- **TO DO**:
• A. Reproduce the passage of the article on British empire and conquest from "Behind Theresa May’s" to "the poverty line.".
• B. Using the article on British empire and conquest, name every country listed in the post-9/11 memo that Wesley Clark describes.
• C. Extend the article on British empire and conquest by writing on from its final sentence.

- **PROVIDED TEXT**:
-------------------------
Behind Theresa May’s ‘Humanitarian Hysterics’: The Ideology of Empire and Conquest

Until the 17th century, India was the richest country in the world and had controlled a third of global wealth. Political unity and military security helped evolve a uniform economic system, increased trade and enhanced agricultural productivity. Once the British had colonised India and left, it was a basket case.

Indian politician and writer Shashi Tharoor (image below) has documented the state the British left India in. They looted the country and the British legacy was 16 per cent literacy, a life expectancy of 27, practically no domestic industry and over 90 per cent living below the poverty line.

Image result for shashi tharoor

Once Britain lost its empire, it managed to secure a degree of global influence by throwing in its lot with the US as a junior partner in Washington’s quest for global hegemony. And if the 21st century tells us anything so far, it is that the centuries’ old colonialist mentality of the British state has not gone away: the mindset of Empire, conquest and duplicity persists.

In 2015, the then UK prime minister David Cameron said he felt deeply moved by the image of a Syrian boy dead on a Turkish beach. As pressure mounted on the UK to take in more of those fleeing to Europe from Syria and other war zones, Cameron added that the UK would fulfill its “moral responsibilities.”

On hearing Cameron’s words about ‘morality’, how many would not have failed to detect the hypocrisy? According to former French foreign minister Roland Dumas, Britain had planned covert action in Syria as early as 2009. And writing in The Guardian in 2013, Nafeez Ahmed discussed leaked emails from the private intelligence firm Stratfor, including notes from a meeting with Pentagon officials, that confirmed US-UK training of Syrian opposition forces since 2011 aimed at eliciting “collapse” of Assad’s regime “from within.”

According to retired NATO Secretary General Wesley Clark, a memo from the Office of the US Secretary of Defense just a few weeks after 9/11 revealed plans to “attack and destroy the governments in seven countries in five years,” starting with Iraq and moving on to “Syria, Lebanon, Libya, Somalia, Sudan and Iran.” Clark argues that this strategy is fundamentally about control of the region’s vast oil and gas resources.

In 2009, Syrian President Assad refused to sign a proposed agreement with Qatar that would run a pipeline from the latter’s North field through Saudi Arabia, Jordan, Syria and on to Turkey, with a view to supply European markets in direct competition with Russia. Assad refused to sign and instead pursued negotiations for an alternative $10 billion pipeline plan with Iran crossing Iraq and into Syria that would also potentially allow Iran to supply gas to Europe. The West agreed that Assad must go.

And this is where Britain and the West’s concerns really lie: facilitating the geopolitical machinations of financial institutions, oil companies and war profiteers in the form of arms manufacturers. Ordinary people are mere ‘collateral damage’ left dying in or fleeing war zones that the West and its allies created. Any ‘outrage’ about an alleged chemical weapons attack by the ‘monster’ Assad on ordinary Syrians must be seen for what it is. The West’s brutal oil and gas wars are twisted as ‘humanitarian’ interventions for public consumption.
-------------------------
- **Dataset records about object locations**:

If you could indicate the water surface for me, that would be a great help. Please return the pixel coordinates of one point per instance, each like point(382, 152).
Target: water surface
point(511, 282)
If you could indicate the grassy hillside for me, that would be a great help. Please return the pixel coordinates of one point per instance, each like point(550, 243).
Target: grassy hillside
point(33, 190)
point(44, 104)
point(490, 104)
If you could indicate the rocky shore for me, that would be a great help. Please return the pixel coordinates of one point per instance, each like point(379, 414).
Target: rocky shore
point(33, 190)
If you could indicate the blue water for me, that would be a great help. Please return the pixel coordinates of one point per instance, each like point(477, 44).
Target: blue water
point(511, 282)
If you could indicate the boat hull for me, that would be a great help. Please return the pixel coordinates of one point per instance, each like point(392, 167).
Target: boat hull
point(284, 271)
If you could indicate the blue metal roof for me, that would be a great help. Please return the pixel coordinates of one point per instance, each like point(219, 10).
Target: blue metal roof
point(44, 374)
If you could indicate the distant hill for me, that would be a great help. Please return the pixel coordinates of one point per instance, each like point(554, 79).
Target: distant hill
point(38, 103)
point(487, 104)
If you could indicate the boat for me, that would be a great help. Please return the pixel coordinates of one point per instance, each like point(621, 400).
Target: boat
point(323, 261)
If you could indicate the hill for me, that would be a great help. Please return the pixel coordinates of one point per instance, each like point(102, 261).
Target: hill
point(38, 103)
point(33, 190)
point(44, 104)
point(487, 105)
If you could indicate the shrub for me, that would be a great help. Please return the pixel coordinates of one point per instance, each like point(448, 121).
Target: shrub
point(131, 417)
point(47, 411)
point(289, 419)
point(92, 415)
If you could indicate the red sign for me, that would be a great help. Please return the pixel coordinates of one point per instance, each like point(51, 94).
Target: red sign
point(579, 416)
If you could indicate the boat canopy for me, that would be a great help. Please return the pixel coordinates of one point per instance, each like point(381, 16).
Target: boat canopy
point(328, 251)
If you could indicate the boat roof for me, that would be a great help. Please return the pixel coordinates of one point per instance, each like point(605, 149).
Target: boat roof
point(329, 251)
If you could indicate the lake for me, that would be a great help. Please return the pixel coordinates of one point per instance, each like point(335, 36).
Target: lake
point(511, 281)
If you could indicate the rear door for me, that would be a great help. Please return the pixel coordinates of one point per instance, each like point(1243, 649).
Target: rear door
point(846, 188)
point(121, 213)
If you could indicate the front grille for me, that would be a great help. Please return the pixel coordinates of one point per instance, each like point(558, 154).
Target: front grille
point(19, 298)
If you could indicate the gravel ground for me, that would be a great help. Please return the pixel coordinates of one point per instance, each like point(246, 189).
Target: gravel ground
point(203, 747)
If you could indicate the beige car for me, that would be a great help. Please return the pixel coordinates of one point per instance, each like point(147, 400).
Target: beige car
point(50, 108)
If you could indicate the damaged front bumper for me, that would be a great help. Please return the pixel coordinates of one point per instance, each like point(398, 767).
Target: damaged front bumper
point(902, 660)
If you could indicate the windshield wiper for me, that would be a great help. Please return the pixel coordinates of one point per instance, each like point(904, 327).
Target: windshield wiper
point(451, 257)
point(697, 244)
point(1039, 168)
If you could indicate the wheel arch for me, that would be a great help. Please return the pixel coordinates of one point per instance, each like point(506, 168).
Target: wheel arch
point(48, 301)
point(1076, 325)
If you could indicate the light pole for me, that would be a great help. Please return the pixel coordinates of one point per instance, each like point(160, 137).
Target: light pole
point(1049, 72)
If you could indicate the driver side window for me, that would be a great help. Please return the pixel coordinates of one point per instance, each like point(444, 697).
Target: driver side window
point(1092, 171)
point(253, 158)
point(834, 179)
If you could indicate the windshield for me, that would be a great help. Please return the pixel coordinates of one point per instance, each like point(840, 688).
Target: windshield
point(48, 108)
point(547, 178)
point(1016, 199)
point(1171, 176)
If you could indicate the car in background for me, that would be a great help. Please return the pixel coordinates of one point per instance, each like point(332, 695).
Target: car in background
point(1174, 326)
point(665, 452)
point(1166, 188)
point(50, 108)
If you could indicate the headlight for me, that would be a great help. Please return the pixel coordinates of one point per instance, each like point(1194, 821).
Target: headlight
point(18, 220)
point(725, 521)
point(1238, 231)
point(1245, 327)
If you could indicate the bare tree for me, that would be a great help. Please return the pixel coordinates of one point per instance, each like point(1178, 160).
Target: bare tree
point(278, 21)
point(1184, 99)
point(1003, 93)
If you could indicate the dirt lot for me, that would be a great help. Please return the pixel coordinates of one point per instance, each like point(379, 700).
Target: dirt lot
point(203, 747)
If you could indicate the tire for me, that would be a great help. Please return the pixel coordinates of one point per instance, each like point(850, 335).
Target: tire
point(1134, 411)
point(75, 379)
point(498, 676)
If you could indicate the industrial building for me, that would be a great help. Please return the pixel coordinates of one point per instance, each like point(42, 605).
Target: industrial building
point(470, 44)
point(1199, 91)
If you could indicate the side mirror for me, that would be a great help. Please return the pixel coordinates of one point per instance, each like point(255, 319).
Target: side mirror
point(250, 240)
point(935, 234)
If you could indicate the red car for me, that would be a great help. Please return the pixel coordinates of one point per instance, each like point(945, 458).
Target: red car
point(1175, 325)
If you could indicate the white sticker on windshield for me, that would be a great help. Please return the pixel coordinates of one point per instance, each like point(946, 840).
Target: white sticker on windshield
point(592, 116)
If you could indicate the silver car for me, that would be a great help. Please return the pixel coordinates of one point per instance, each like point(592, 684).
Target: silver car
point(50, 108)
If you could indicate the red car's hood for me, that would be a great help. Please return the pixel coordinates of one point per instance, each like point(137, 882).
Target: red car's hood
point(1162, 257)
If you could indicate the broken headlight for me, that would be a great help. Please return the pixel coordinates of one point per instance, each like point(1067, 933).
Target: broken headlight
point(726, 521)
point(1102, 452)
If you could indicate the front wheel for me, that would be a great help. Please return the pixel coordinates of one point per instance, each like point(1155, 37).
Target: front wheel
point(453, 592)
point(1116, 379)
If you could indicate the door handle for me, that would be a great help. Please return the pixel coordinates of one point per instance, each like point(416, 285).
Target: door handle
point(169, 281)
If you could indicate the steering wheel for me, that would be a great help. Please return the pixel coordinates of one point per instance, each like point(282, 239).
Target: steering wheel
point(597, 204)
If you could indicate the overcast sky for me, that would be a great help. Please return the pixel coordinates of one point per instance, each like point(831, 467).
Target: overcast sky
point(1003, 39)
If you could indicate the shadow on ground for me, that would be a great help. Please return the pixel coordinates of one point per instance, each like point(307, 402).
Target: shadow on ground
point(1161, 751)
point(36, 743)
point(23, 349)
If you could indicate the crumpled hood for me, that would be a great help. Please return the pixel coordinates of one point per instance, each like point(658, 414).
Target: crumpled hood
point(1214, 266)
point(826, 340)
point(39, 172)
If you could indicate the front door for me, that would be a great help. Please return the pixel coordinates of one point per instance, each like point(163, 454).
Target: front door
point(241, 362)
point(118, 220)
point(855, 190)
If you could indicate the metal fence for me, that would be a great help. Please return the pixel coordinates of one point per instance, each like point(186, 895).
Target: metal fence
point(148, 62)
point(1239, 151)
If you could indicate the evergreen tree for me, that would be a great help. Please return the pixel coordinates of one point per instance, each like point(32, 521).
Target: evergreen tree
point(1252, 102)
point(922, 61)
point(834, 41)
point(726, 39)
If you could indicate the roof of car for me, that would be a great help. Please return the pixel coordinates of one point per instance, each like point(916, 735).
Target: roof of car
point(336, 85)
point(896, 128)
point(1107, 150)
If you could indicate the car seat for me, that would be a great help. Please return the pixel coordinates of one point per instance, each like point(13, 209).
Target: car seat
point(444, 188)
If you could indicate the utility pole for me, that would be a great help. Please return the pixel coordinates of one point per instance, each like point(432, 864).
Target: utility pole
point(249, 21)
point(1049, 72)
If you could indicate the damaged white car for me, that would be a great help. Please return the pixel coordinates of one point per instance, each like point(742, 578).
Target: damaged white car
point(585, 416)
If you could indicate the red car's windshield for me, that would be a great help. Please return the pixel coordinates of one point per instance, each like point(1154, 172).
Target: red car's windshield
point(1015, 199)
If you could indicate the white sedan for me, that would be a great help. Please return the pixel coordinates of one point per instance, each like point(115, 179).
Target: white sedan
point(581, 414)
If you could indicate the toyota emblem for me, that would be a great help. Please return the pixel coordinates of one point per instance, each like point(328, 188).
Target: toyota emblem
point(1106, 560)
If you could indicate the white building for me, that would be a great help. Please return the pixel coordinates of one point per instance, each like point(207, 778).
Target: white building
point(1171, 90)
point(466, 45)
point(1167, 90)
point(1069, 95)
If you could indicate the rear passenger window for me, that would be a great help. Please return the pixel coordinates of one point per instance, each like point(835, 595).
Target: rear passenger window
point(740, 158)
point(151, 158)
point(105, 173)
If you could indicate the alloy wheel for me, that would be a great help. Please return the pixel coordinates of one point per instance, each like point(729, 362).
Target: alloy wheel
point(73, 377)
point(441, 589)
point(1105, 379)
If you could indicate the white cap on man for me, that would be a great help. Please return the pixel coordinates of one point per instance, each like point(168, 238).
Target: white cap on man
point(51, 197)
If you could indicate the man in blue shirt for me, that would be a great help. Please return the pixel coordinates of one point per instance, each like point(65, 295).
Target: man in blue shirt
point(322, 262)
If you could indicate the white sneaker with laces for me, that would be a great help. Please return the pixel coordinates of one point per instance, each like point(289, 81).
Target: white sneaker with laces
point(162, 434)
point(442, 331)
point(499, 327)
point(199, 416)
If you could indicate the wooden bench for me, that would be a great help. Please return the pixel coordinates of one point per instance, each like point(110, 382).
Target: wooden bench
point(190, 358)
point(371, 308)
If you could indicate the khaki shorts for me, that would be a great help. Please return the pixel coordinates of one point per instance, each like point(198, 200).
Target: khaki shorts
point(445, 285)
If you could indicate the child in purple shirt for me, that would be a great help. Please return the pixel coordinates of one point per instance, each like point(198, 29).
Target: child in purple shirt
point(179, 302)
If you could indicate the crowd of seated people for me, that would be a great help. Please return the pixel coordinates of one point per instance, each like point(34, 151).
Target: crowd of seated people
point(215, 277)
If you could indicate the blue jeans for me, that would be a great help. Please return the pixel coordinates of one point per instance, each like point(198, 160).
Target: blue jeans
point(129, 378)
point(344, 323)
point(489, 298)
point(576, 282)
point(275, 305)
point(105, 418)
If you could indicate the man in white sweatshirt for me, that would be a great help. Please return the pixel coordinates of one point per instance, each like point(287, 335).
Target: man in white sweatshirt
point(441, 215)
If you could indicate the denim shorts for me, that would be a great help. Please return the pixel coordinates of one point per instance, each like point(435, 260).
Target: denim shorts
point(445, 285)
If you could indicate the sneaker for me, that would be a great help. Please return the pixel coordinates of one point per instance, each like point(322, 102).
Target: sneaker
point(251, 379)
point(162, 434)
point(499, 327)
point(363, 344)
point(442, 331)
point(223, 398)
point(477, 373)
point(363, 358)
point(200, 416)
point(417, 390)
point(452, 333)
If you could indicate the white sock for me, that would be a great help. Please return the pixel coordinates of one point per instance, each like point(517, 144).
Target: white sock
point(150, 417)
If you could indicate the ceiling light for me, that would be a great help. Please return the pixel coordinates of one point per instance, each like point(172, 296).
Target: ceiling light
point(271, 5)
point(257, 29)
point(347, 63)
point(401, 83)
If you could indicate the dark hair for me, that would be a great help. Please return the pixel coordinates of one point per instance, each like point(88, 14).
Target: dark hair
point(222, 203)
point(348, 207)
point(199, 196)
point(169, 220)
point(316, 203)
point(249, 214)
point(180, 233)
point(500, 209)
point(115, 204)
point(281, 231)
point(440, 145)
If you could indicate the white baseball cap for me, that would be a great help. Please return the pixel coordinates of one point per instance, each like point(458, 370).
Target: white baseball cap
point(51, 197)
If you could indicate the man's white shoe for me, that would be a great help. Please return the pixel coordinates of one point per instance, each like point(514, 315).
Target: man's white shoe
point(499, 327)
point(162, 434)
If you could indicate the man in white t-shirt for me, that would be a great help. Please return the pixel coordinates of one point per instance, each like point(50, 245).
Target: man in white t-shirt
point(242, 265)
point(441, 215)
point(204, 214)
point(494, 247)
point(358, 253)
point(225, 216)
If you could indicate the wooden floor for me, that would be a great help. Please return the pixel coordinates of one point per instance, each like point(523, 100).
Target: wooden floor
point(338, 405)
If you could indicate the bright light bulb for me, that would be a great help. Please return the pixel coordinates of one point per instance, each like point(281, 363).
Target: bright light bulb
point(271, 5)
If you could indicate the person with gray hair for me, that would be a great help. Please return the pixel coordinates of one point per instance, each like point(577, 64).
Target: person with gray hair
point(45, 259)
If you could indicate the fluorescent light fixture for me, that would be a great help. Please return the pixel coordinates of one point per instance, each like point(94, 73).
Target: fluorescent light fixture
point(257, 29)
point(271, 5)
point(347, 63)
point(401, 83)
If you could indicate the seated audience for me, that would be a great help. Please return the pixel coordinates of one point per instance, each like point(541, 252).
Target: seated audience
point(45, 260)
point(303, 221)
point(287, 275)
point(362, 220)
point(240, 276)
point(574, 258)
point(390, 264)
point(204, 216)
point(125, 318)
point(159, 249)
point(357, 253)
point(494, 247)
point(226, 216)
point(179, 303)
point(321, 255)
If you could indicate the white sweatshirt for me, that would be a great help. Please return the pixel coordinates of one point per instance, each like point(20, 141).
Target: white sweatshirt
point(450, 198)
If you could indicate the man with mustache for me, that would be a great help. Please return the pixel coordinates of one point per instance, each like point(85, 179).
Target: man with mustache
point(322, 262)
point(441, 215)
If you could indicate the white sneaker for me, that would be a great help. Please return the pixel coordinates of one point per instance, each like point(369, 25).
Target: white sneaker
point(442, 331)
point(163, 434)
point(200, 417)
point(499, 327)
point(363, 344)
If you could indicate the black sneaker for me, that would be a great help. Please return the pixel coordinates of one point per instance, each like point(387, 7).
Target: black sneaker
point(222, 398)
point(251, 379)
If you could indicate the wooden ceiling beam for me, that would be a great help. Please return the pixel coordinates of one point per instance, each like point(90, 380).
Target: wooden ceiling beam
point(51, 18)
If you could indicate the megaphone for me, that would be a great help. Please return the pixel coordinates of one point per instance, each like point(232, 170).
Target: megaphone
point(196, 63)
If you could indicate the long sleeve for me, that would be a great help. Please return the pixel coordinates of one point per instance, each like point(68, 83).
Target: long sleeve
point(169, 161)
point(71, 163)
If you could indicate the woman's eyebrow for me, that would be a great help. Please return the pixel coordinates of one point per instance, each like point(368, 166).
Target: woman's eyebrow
-------------------------
- **ANSWERS IN ORDER**:
• A.
Behind Theresa May’s ‘Humanitarian Hysterics’: The Ideology of Empire and Conquest

Until the 17th century, India was the richest country in the world and had controlled a third of global wealth. Political unity and military security helped evolve a uniform economic system, increased trade and enhanced agricultural productivity. Once the British had colonised India and left, it was a basket case.

Indian politician and writer Shashi Tharoor (image below) has documented the state the British left India in. They looted the country and the British legacy was 16 per cent literacy, a life expectancy of 27, practically no domestic industry and over 90 per cent living below the poverty line.

• B. Iraq, Syria, Lebanon, Libya, Somalia, Sudan, Iran

• C.
When it suits, for example, these people are to be showered with fake sympathy and mock outrage by politicians through a media-driven campaign orchestrated to stir up mass emotion about victims of a (staged made-for-TV) gas attack in Douma. The goal is to manufacture consent to get a war-weary public onside for further killing and mayhem in Syria.

Imperial conquest

In 2014, former British Ambassador to Uzbekistan Craig Murray told a meeting at St Andrews University in Scotland that the British Government is deeply immoral and doesn’t care how many people its kills abroad if it advances it aims. He said the UK was a state that is prepared to go to war to make a few people wealthy.

He added that Libya is now a disaster and 15,000 people were killed when NATO (British and French jets) bombed Sirte. Murray told his audience:

“I’ve seen things from the inside and the UK’s foreign interventions are almost always about resources. It is every bit as corrupt as others have indicated. It is not an academic construct, the system stinks.”

As far as Iraq is concerned, Murray said that he knew for certain that key British officials were fully aware that there weren’t any weapons of mass destruction. He said that invading Iraq wasn’t a mistake, it was a lie.

At the start of the U.S. invasion of Iraq in 2003, President George W. Bush ordered the U.S. military to conduct a devastating aerial assault on Baghdad, known as “shock and awe.” (Source: Consortiumnews)

Over a million people have been killed via the US-led or US-backed attacks on Iraq, Afghanistan and Syria. Iraq had weapons of mass destruction, so we were told. It did not. That was a lie and hundreds of thousands have paid with their lives. We were told that Gaddafi was a tyrant. He used the nation’s oil wealth well by presiding over a country that possessed some of the best indices of social and economic well-being in Africa. Now, thanks to Western backed terror and military conflict, Libya lies in ruins. Russia is a threat to world peace because of its actions in Ukraine, we are told. It is not. The US helped instigate the overthrow of the government in Kiev and has instigated provocations, sanctions and a proxy war against an emerging Russia.

But this is the plan: to turn countries into vassal states of the US, or for those that resist, to reconstruct (destroy) them into fractured territories.

And Britain continues to stand shoulder to shoulder with the US throughout as much of Syria, Libya and Iraq now lies in ruins. Theresa May’s recent eulogies to morality and humanitarianism surrounding both the Skripal case and events in Douma are hollow rhetoric: part of the ongoing psyops being waged on the public to encourage people to regard what is happening in the world as a disconnected array of events in need of Western intervention.

These events are not for one minute to be regarded by the public as the planned brutality of empire and militarism, preservation of the petro-dollar system and the encircling and intimidation of Russia, China and Iran with military hardware.

Tim Anderson (author of ‘The Dirty War on Syria’) argues that where Syria is concerned western culture in general has favoured its worst traditions:

“the ‘imperial prerogative’ for intervention, backed by deep racial prejudice and poor reflection on the histories of their own cultures and reinforced by a ferocious campaign of war propaganda.”

This assessment rings true for Libya, Afghanistan and Iraq as it does for Syria.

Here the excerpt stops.